• [Goal 1] What is the Spanish for this sentence from the passage on Nigerian SMEs: "This is important to the economy in that large percentage of their production inputs are sourced locally thus, reducing the pressure on the limited foreign exchange earnings and helping to eliminate some of the deficit in the balance of payment."

• [Page text]
* * * * * * * * *
Moreover, in a country like Nigeria with an adverse Balance of payment situation, the growing contribution of the SMEs in Nigeria’s export portfolio goes a long way in generating foreign exchange and smoothening out the adverse balanced of payment situation. This is important to the economy in that large percentage of their production inputs are sourced locally thus, reducing the pressure on the limited foreign exchange earnings and helping to eliminate some of the deficit in the balance of payment. According to Ikherehon (2002), SMEs constitute the very basis of the national economy in terms of development of local technology, stimulation of indigenous entrepreneurship, mobilization and utilization of domestic savings, employment creation, structural balancing of large and small industry sectors in both rural and urban areas, supply of high quality intermediate products thereby strengthening the international competitiveness of manufacturer’s goods, stimulate technological development and innovations, provide the capacity to expand export possibility and substitute import effectively. Discovery has also shown that the expected role contribution by the large scale enterprise to the economy in terms of improvement in the GDP, employment generation, increasing local value added, technological development among others are been resolved by SMEs (Nwoye, 2010).
* * * * * * * * *
• [Goal 2] Which lines in the listing below contain the string "center"? Extract each one.

(Location identification items)
* * * * * * * * *
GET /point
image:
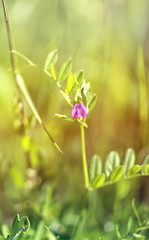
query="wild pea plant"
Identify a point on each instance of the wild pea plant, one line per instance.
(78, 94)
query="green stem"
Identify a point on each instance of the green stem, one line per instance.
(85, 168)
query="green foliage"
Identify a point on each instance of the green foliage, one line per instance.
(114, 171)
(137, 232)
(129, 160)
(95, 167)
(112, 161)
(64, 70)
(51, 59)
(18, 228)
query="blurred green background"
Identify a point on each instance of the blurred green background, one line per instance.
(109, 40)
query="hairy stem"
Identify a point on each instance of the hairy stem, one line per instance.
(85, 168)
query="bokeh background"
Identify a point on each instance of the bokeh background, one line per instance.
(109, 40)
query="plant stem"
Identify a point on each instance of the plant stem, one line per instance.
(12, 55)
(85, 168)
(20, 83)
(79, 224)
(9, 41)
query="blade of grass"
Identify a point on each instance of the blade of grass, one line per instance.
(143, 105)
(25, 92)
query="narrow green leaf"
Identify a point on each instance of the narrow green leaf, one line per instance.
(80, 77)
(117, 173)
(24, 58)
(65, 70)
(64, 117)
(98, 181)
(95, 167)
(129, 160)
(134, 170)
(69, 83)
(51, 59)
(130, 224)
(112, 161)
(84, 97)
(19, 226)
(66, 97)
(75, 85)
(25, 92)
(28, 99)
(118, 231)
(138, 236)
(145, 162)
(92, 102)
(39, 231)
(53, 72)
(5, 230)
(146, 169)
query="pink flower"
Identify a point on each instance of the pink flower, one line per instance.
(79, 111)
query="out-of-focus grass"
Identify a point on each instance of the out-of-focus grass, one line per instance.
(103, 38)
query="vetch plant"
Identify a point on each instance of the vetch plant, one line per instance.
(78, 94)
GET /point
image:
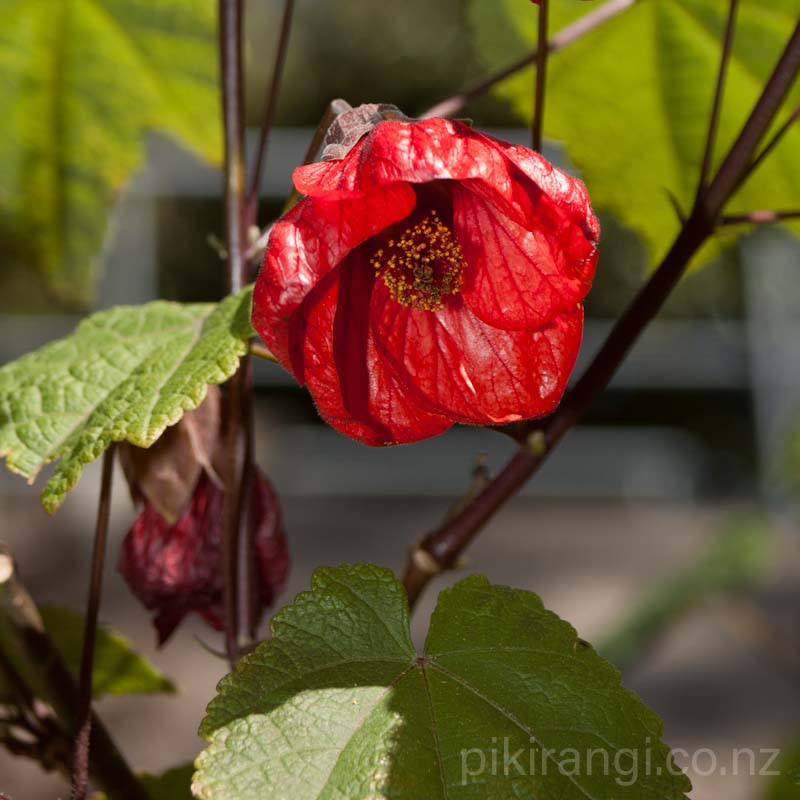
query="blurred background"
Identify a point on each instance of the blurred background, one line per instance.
* * * * * * * * *
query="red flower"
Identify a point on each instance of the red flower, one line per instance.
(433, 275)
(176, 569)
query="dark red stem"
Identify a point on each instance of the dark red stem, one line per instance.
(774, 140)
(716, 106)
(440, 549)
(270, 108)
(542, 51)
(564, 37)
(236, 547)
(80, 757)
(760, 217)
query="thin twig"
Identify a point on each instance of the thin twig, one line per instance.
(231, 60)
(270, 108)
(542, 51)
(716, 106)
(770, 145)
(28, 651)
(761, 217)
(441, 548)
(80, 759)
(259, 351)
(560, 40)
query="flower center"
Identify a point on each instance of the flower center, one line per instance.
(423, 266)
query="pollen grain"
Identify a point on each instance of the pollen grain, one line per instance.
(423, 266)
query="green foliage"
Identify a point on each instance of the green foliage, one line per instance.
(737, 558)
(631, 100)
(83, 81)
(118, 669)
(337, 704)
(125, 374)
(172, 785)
* * * * * * * * *
• [Task output 1] Esto es importante para la economía, ya que un gran porcentaje de sus insumos de producción se obtiene localmente, lo que reduce la presión sobre los limitados ingresos en divisas y ayuda a eliminar parte del déficit de la balanza de pagos.

• [Task output 2]
query="flower center"
Identify a point on each instance of the flower center, one line per instance.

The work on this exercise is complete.